> **WHAT THE TASK REQUIRES**:
Among the entries below, only the lines starting at the one with "Q: innermost point of each instance of the kneeling" and ending at the one with "Q: innermost point of each instance of the black bucket, in", both included, are to be printed exactly.

Point-per-instance localization data
---

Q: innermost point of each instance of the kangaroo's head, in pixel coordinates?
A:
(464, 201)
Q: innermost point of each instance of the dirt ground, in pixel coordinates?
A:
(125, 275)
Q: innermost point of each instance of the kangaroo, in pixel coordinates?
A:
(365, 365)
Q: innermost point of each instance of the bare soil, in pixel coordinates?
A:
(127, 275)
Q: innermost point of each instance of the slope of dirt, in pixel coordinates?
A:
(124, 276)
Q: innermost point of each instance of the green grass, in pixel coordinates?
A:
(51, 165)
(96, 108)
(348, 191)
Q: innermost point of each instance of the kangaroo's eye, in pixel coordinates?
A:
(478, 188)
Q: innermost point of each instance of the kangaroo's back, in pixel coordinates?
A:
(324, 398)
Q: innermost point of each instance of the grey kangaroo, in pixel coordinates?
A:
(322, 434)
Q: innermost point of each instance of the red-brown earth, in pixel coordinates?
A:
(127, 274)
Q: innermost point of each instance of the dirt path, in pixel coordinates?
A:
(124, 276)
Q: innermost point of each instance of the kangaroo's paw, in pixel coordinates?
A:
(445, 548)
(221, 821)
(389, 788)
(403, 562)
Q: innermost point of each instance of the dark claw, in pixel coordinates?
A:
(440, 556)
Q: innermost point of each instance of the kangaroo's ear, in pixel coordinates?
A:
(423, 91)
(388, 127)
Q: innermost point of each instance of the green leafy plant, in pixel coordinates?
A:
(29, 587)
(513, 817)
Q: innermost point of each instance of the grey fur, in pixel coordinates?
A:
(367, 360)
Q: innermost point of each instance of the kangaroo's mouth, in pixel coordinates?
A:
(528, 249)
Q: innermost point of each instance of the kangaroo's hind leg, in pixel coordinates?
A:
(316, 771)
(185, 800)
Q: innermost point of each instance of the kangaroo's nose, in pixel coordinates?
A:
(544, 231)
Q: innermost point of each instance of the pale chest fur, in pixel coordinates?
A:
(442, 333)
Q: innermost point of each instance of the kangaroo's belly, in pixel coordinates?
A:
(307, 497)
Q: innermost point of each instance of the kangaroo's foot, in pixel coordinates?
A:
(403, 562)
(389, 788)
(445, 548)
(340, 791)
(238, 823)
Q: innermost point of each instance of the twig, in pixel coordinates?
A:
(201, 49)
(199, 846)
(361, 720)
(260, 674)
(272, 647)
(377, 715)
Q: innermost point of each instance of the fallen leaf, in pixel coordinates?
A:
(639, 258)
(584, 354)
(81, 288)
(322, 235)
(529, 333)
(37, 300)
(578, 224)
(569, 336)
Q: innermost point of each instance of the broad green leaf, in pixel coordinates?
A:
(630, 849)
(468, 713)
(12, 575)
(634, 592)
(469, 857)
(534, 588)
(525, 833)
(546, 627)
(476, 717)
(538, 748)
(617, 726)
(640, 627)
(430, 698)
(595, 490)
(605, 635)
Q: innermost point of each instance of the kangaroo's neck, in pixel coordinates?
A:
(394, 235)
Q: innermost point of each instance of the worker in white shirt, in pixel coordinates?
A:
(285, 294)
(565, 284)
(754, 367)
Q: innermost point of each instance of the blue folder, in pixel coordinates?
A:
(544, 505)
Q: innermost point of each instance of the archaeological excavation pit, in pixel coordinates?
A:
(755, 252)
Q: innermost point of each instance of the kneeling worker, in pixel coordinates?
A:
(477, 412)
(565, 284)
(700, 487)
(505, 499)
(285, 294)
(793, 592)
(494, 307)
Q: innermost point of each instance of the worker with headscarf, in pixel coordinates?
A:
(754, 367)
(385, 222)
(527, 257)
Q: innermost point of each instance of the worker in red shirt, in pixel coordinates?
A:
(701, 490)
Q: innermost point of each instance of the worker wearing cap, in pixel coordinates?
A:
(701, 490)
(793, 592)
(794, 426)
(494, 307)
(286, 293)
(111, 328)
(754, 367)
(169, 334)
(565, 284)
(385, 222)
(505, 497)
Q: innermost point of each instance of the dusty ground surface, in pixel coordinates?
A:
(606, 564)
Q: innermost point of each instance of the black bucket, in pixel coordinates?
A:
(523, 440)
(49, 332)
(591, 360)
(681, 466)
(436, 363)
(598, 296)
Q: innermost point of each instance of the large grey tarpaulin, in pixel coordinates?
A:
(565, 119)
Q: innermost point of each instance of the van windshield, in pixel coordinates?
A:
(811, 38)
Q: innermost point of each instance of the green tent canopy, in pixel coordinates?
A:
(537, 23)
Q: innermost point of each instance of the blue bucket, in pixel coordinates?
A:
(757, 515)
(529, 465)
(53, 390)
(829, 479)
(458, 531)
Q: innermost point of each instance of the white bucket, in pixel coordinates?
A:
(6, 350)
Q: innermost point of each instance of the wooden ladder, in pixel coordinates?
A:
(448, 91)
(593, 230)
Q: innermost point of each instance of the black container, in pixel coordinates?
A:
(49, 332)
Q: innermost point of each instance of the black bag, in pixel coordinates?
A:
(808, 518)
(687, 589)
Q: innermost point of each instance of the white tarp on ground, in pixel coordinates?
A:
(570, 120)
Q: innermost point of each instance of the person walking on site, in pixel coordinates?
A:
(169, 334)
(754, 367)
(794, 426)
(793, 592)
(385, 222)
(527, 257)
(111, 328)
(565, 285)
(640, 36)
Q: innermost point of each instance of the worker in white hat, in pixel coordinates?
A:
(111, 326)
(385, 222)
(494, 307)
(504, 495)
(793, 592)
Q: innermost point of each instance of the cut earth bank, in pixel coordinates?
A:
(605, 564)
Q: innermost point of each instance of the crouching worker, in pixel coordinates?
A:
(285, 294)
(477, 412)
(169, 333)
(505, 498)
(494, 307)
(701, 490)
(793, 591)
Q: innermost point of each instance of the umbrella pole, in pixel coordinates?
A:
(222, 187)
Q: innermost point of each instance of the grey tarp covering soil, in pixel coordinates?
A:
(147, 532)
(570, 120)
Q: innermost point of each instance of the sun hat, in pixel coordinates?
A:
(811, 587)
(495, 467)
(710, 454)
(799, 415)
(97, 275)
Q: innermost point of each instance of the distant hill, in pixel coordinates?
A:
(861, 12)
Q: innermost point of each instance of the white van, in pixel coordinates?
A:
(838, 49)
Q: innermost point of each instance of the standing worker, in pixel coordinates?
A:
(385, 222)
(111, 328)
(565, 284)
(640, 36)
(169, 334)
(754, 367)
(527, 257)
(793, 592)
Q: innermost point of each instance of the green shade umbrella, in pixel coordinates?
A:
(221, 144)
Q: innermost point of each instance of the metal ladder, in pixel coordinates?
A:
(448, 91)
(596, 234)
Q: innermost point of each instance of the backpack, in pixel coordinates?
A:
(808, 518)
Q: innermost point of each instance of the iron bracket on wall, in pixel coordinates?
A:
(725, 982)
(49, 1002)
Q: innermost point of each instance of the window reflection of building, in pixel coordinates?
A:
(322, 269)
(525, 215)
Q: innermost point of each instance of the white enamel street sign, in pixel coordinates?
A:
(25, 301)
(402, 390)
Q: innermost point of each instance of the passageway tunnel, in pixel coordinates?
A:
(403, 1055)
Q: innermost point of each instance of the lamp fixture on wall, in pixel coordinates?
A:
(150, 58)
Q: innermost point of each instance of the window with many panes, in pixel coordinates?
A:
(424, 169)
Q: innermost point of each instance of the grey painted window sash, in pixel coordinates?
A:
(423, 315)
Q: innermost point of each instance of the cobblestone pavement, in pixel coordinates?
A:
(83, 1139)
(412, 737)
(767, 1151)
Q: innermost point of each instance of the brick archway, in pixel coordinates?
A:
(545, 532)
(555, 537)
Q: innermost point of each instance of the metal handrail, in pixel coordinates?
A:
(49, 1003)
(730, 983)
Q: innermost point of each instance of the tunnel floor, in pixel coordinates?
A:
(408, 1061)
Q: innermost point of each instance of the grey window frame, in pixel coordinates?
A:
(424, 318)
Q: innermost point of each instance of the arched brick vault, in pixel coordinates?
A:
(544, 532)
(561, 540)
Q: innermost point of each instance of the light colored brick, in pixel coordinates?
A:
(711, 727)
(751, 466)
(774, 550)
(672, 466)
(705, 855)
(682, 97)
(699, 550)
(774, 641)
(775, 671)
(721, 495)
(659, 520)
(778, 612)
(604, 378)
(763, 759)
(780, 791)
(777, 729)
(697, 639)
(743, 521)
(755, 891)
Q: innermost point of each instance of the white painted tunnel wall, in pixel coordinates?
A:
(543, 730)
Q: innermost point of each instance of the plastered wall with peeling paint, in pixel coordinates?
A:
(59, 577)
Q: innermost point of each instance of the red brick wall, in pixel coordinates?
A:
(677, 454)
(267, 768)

---

> **EXERCISE RESPONSE**:
Q: innermost point of each instance of the kneeling worker, in pixel coordinates?
A:
(477, 412)
(565, 284)
(700, 487)
(505, 499)
(285, 294)
(793, 592)
(494, 307)
Q: innermost point of each instance of the worker with headscarf, in pixel coordinates?
A:
(754, 367)
(385, 222)
(527, 257)
Q: innermost point of each instance of the worker in red shirt, in pixel coordinates?
A:
(701, 490)
Q: innermost point of each instance of the worker wearing cap, in pixel coordinates?
A:
(701, 490)
(793, 592)
(794, 426)
(494, 307)
(286, 293)
(111, 328)
(754, 367)
(169, 334)
(565, 284)
(385, 222)
(505, 497)
Q: innermost point of each instance of the dusty ground surface, in pixel coordinates?
A:
(606, 564)
Q: innermost point of each instance of the black bucket, in pixel coordinates?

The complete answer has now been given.